I’m not the first to make the observation that to love your neighbor as yourself, you obviously have to learn to love yourself.  To love oneself is not synonymous with self-obsession or narcissism—or perhaps it’s better to say that to love oneself well is not those things. To love oneself well is to regard one’s place in the world with candor and grace, grounded in a humble realization of one’s strengths as well as a clear-eyed understanding of one’s weaknesses. To love oneself well is to be able to distinguish between what one wants and what one needs. To love oneself well means not to diminish the beautiful creature that God made nor to cultivate an outsize image of that same person.

To live and to love like this is not easy. If it were easy, if it came naturally, we wouldn’t need that prayer. If we had done well at holding on to its claims, we wouldn’t need to return to its admonitions—and it probably would have vanished into history. I think it has endured precisely because it is so challenging— so countercultural, so counterintuitive, yet so worthy of remembering.

To live and to love like this points us toward our true selves, which are part of a greater whole. If unholy religion has contributed to our fragmentation, healthy faith can point us toward our restoration. Faith gives people language and stories with which to draw meaning from their experiences, to see their lives as part of a larger narrative of wholeness and healing. At its best, faith teaches us to live without certainty and to hope without guarantee. “Faith is the assurance of things hoped for,” wrote an anonymous biblical author, “the conviction of things not seen.” At its best, faith teaches us to take risks.

**STATED PROBLEM**. Continue the passage on loving oneself well and the role of faith, picking up after its last sentence.

Records from a data source

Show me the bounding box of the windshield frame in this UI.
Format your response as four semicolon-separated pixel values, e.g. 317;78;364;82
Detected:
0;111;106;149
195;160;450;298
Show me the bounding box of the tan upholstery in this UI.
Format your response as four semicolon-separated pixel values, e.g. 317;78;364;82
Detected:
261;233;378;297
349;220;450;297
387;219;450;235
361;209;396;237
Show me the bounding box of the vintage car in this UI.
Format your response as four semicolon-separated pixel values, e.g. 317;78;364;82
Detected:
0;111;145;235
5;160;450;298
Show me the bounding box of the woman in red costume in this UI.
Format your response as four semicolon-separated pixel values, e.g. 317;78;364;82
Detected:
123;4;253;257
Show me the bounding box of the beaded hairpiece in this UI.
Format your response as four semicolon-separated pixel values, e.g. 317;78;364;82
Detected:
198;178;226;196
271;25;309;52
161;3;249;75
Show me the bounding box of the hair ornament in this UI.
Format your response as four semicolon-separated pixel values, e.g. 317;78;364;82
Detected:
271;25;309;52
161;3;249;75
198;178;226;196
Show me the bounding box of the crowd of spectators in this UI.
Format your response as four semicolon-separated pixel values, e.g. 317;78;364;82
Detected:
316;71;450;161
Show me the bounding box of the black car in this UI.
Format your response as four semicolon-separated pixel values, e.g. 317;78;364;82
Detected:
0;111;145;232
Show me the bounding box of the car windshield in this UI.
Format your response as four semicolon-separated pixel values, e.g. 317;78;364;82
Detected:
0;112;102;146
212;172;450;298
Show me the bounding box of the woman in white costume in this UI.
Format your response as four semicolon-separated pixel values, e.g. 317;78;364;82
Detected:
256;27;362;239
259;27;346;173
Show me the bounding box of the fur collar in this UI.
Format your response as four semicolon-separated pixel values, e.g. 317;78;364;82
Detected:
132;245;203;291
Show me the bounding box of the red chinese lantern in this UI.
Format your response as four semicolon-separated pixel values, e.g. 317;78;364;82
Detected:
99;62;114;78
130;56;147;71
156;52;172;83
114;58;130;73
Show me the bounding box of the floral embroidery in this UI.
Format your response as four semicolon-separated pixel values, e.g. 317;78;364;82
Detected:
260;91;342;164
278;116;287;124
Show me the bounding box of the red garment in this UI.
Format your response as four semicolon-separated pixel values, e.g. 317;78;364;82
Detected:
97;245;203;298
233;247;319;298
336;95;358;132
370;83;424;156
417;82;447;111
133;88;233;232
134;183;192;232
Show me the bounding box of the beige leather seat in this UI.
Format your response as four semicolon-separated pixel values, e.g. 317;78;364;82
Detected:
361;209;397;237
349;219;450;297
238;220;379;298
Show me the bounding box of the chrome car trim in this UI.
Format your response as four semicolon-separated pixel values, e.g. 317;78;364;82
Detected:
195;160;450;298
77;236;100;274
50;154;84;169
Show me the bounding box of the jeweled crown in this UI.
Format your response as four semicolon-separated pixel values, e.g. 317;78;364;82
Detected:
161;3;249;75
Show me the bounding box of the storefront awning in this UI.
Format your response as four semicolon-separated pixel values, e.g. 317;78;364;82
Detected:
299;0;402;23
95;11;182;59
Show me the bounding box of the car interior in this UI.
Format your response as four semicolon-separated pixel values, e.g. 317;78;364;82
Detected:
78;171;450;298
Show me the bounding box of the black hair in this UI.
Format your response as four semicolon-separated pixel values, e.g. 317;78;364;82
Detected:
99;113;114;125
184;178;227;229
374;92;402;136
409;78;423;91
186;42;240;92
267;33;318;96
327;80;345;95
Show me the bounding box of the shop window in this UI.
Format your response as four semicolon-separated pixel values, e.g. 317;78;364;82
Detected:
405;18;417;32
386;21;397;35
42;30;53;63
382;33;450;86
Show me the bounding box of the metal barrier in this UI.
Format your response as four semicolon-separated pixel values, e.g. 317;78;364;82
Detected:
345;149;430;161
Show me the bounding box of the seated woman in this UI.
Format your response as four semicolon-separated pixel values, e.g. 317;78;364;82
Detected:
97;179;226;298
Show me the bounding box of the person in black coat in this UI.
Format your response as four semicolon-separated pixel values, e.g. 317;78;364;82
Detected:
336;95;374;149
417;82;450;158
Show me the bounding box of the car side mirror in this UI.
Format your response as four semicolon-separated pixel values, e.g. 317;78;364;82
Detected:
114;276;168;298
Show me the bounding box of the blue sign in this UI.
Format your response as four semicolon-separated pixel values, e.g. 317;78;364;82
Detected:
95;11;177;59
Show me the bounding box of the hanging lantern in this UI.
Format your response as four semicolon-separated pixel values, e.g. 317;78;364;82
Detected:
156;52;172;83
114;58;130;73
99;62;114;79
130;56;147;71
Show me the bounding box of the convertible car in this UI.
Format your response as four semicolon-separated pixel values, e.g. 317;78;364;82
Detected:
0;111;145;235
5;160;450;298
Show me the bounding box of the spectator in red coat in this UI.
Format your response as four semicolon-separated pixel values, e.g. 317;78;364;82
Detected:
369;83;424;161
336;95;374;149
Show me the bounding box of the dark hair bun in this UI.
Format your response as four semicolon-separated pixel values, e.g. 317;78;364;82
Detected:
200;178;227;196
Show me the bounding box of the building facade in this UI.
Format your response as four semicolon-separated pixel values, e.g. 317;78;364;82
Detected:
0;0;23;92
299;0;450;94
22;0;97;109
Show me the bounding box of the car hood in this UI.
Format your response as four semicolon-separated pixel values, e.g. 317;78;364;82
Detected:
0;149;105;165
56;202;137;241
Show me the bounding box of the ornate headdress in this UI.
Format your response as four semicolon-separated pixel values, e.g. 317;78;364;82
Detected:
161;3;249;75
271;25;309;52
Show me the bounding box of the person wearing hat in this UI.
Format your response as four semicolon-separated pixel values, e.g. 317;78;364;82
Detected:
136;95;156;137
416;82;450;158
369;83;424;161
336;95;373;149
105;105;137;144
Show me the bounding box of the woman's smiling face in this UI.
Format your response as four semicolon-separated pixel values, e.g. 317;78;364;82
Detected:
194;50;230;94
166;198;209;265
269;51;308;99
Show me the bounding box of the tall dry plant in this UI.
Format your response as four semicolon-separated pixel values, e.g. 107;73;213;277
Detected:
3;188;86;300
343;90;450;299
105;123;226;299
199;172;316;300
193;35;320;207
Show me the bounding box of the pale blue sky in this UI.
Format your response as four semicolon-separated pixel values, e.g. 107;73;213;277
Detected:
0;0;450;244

--

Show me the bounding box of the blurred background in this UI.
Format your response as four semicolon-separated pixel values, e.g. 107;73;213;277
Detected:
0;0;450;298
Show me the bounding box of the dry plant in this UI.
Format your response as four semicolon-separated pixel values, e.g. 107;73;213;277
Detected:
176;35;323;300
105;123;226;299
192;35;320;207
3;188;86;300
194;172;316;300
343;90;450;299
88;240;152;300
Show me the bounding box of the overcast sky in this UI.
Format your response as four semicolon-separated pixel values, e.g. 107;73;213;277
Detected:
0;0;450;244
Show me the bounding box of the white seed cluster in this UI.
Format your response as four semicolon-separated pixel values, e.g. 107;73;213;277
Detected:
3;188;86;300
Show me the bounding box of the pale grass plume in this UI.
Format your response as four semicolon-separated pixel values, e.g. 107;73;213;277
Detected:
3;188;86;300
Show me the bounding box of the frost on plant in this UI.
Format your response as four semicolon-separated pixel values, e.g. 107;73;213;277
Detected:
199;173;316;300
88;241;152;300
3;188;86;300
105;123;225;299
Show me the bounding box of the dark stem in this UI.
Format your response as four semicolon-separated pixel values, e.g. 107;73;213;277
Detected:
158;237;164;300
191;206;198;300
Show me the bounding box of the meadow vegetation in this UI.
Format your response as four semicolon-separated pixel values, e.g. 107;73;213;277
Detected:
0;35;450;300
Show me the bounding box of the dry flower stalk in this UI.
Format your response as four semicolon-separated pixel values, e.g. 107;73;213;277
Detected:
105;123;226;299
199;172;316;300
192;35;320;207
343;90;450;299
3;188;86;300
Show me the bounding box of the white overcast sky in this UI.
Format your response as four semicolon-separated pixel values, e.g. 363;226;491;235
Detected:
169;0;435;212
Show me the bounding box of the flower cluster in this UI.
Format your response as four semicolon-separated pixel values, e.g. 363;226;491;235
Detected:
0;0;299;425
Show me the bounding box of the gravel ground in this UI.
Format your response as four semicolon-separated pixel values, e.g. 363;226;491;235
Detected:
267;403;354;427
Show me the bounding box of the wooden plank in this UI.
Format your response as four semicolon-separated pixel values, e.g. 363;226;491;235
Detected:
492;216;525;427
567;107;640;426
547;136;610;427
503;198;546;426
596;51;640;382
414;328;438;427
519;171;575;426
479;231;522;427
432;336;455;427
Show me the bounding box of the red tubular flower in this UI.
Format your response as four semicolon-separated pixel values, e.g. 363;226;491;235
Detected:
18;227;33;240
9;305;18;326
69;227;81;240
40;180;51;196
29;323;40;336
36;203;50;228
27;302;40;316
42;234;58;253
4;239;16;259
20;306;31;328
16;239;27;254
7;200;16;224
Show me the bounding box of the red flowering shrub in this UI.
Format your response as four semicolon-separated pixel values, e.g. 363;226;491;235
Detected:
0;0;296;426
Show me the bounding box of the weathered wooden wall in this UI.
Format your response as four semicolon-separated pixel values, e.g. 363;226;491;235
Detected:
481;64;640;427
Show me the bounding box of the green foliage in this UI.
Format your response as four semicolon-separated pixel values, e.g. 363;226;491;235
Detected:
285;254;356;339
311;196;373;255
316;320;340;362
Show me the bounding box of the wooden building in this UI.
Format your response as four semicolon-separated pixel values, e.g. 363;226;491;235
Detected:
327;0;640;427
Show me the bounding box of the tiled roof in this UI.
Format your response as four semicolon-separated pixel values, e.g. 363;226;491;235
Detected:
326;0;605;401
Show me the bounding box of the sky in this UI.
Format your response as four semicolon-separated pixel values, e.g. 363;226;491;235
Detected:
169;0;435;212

---

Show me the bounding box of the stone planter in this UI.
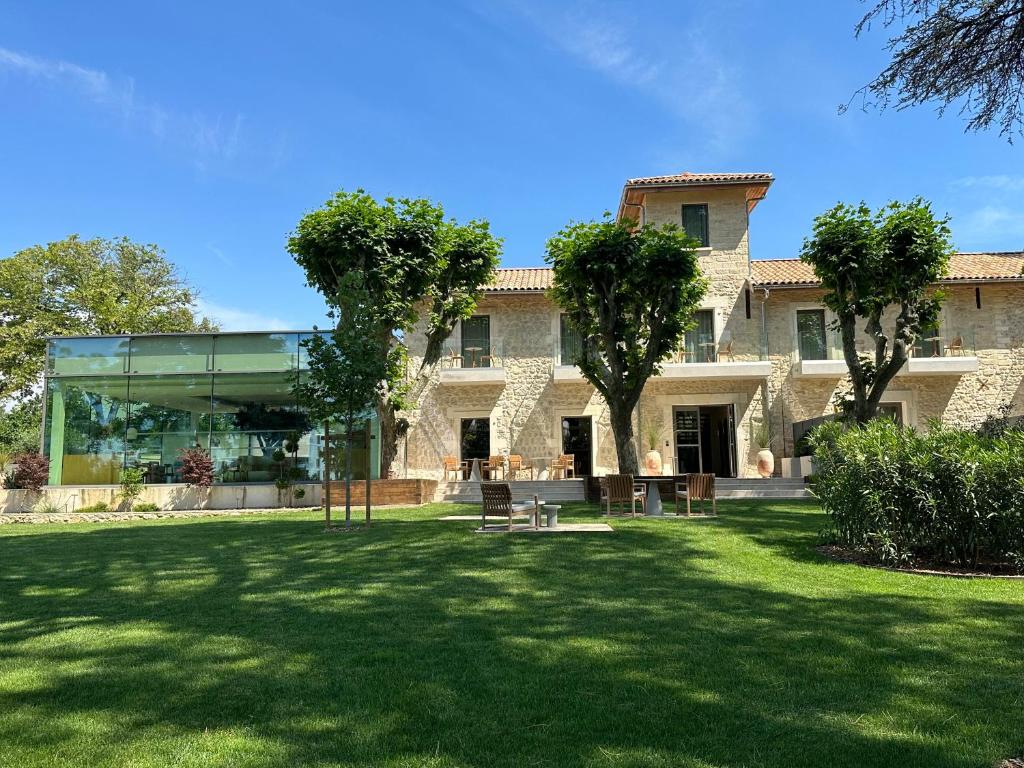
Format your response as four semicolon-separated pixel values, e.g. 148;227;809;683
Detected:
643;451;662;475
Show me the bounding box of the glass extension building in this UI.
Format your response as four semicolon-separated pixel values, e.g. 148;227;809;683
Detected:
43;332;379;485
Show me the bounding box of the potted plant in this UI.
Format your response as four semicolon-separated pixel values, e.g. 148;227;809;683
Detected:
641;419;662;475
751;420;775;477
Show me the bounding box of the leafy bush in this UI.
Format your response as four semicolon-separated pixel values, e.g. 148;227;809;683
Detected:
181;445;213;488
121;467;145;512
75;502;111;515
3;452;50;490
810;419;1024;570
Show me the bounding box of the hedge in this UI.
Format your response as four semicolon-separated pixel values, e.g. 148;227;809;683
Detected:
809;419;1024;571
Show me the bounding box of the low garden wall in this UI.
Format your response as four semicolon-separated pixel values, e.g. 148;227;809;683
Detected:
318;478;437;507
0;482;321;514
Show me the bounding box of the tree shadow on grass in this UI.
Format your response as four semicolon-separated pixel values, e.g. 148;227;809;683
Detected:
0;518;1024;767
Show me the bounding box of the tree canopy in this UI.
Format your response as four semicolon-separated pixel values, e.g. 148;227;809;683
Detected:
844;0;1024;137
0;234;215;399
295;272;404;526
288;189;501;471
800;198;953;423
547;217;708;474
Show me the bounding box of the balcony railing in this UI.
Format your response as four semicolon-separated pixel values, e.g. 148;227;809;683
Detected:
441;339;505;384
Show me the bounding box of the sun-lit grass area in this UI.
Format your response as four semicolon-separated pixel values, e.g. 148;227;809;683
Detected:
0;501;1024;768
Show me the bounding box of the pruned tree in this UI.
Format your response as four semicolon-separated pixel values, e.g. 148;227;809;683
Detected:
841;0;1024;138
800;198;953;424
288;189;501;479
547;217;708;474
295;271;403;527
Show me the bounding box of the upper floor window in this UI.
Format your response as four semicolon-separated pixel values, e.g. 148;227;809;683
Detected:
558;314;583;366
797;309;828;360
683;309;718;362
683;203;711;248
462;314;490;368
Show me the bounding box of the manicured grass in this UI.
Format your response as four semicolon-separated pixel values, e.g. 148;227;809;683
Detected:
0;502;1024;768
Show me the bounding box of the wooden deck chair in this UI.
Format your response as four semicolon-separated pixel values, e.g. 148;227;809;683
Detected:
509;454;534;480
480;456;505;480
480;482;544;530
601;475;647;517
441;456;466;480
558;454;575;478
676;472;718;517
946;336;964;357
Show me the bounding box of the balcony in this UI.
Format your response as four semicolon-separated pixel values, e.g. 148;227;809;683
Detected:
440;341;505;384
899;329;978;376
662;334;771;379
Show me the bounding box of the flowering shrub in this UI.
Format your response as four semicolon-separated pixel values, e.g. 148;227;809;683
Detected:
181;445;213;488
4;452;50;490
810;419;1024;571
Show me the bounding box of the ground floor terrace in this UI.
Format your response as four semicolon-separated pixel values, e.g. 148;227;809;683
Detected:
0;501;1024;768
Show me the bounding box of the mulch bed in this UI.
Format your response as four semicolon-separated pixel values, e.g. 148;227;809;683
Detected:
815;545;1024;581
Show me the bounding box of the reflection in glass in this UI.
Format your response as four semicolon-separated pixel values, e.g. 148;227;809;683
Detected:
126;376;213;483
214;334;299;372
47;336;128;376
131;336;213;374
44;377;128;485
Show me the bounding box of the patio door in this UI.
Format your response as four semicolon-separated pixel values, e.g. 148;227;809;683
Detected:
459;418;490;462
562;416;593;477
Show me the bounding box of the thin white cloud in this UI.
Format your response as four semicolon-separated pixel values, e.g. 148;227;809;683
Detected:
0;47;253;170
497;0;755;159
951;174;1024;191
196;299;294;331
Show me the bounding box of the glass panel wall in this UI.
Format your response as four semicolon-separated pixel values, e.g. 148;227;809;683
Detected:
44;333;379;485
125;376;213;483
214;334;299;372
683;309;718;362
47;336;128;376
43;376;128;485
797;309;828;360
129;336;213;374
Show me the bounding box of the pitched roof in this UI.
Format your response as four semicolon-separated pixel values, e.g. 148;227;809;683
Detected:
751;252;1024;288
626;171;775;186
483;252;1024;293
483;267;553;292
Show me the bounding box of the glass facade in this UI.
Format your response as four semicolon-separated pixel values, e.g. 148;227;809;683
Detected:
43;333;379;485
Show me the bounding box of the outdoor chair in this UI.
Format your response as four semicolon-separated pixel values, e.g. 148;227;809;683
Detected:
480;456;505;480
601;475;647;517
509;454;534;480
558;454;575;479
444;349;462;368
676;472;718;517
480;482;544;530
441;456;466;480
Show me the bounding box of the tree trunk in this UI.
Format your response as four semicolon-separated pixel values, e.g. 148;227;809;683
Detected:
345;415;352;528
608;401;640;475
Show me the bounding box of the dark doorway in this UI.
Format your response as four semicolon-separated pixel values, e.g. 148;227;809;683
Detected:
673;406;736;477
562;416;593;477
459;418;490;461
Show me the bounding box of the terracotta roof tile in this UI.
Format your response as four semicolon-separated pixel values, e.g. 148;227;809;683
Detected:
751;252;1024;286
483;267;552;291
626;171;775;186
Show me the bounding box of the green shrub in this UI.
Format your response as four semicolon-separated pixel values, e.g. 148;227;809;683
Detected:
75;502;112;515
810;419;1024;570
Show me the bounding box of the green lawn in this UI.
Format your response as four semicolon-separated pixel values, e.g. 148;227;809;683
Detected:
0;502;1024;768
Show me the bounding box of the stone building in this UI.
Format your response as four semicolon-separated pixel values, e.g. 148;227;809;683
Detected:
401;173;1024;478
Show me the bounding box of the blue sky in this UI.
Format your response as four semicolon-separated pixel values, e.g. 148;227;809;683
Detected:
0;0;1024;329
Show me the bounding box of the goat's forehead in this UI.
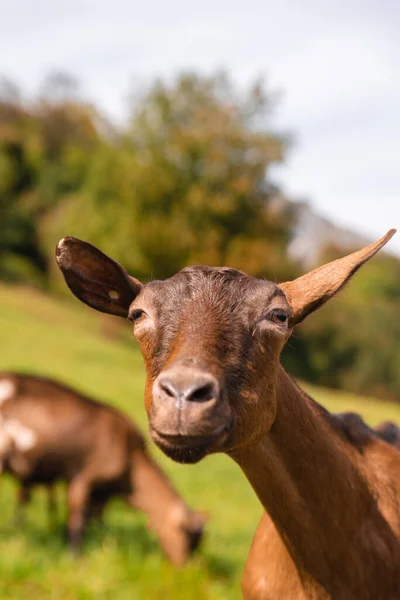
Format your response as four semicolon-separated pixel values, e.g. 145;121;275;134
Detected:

**RESPONSE TO THE TASK**.
To live and to love like this is to live and to love in holy danger. Sometimes we can see love as construction material for spiritual cloisters—safe spaces for our hearts, our souls, our egos. In fact, it’s the opposite. Love tears down the walls, and it beckons us out into the wildlands of human existence.

“Keeping people safe,” Ann Patchett writes in her novel Commonwealth, “is a story we tell ourselves.” Perhaps the better story to tell ourselves is that the struggle toward love is worth it. It moves us out of the fragmentation that has marked so many of our lives. And it compels us toward the wholeness for which God made us—and that God embodies. God, too, loves wholeheartedly.

What I didn’t understand until recently was that we aren’t alone in our risk and vulnerability. When God goes all in on us and for us, there’s risk and vulnerability for God too. Religious folks don’t like to think of God as vulnerable. We prefer theology and imagery that depicts God as powerful and in control, a sovereign chess master dispassionately moving pieces across the board. But I don’t believe God’s vulnerability is some kind of cosmic kryptonite that serves to weaken the divine; rather, it is beauty, it is solidarity, and it is strength.

On our best days, Christians believe God’s most significant act of love put God right in the middle of our messy, dangerous world—as a tiny embryo implanted in the uterus of a teenage girl, as a hungry newborn rooting for his mother’s breast, as a man who drank at weddings and cried at funerals, as a human being whose heart broke and soared and skipped beats and, one day, stopped. Because true love can never be coerced or controlled, God does all of this without the guarantee of reciprocation. Divine love, like all love, is freely given and freely received. Even if God promises never to walk away, we can—and we have, over and over.

In my previous books, I’ve written about my own evolution of faith, my wrestling with the church, and my shifts in the understanding of the Bible. You could say that I have had to examine the various fragmented pieces of my religiosity one by one. (Some people might say that they are spiritual but not religious, but I think the evidence of my life shows that I’m still pretty religious, and I’d be a fool to try to argue against that.) Here, I glean from those previous explorations as well as venture onto new fields, because I’m still evolving, still wrestling, still shifting, still examining. What is this abundant life of faith that Jesus invites us into? In the context of the Christian story, what does it mean to be whole?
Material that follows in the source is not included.